◆ **EXERCISE**
Set out exactly, line by line, the stretch of data below that begins at the line containing "Locate a point on each instance of the building" and ends at the line containing "Locate a point on each instance of the green lawn", with both ends kept.

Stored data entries
---
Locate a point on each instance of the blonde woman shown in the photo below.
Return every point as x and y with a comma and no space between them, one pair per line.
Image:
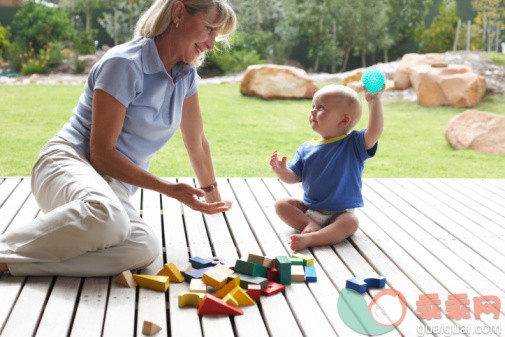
134,100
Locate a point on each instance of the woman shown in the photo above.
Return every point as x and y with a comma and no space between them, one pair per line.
135,98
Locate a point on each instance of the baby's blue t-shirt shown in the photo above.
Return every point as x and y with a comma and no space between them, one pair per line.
331,171
133,74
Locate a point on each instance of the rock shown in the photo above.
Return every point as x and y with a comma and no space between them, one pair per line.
409,61
453,85
273,81
479,130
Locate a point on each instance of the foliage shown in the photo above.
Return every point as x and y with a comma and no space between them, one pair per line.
439,37
5,34
84,43
38,24
490,16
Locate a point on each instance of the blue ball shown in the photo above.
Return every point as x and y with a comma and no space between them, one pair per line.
373,79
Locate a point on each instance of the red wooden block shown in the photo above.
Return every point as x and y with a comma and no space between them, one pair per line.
273,275
211,305
273,288
254,291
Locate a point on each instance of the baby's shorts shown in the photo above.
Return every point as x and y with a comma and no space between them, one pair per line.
323,218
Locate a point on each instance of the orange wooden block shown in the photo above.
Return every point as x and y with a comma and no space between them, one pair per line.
126,279
149,328
211,305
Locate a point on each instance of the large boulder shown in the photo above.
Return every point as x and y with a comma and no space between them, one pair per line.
273,81
401,77
453,85
479,130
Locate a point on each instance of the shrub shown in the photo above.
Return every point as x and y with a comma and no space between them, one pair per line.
41,25
5,34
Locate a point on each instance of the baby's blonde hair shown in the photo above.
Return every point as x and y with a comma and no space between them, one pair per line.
346,97
158,18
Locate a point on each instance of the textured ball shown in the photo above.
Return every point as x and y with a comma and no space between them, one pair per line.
373,80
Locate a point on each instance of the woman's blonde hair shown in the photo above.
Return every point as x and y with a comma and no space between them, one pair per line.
158,18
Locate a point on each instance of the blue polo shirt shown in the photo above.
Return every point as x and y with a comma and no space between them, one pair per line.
133,74
331,171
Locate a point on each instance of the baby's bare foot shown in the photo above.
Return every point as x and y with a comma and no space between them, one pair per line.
311,227
299,241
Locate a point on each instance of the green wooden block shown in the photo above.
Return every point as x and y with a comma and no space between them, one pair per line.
250,268
283,264
249,279
296,261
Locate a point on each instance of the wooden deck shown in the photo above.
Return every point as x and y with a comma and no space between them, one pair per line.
425,236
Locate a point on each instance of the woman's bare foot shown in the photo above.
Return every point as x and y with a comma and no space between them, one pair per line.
311,227
299,241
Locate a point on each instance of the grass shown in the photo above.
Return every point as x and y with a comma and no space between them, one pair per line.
244,131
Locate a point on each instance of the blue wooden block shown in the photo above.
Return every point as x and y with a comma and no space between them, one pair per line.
310,274
361,283
197,273
198,262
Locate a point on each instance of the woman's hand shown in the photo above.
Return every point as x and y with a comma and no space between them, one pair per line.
189,196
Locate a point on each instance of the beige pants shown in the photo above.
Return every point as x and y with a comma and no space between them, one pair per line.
89,227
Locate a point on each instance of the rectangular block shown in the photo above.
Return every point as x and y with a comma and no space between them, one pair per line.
249,279
297,273
310,274
283,264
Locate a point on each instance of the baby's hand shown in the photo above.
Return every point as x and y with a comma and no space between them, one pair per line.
277,165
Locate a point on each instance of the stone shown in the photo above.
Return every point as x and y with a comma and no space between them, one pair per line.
277,82
478,130
453,85
401,77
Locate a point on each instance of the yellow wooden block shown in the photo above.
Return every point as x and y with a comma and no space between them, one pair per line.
189,299
197,286
159,283
241,296
126,279
307,260
230,300
228,287
297,273
216,276
172,272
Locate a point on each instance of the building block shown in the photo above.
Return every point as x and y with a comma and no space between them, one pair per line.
249,268
235,282
254,291
273,275
296,261
172,272
241,296
307,260
273,288
283,264
149,328
361,283
199,263
197,286
297,273
217,276
211,305
159,283
248,279
126,279
189,299
197,273
230,300
310,274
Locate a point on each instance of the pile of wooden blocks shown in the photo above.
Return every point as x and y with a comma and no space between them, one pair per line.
219,289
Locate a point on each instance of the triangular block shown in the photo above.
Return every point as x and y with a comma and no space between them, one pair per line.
172,272
211,305
159,283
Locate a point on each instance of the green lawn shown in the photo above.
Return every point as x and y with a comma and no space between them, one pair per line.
244,131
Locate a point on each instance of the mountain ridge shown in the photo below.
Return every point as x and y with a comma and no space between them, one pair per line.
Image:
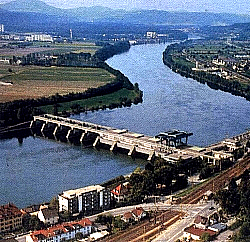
---
◆ **COMPLETED TASK**
Locate a point on each instance of the building block shown in the photo above.
Return every point as x and y with a comma and no space between them, one pair per line.
249,268
235,282
254,291
273,275
296,261
172,272
241,296
307,260
273,288
283,264
149,328
361,283
199,263
197,286
297,273
217,276
211,305
159,283
248,279
126,279
189,299
197,273
230,300
310,274
Locate a point on each instance of the pile of wooden blocks shown in the photo above.
Return every point as x and y with a comma and no space between them, one pair per line.
219,289
Locate a point on each instance of the triangular block shown in the photo above.
Return every point as x and y with a comma and no space between them, one pair per line.
172,272
211,305
159,283
Locate a point on each instance of the green lawn shown in the photo above.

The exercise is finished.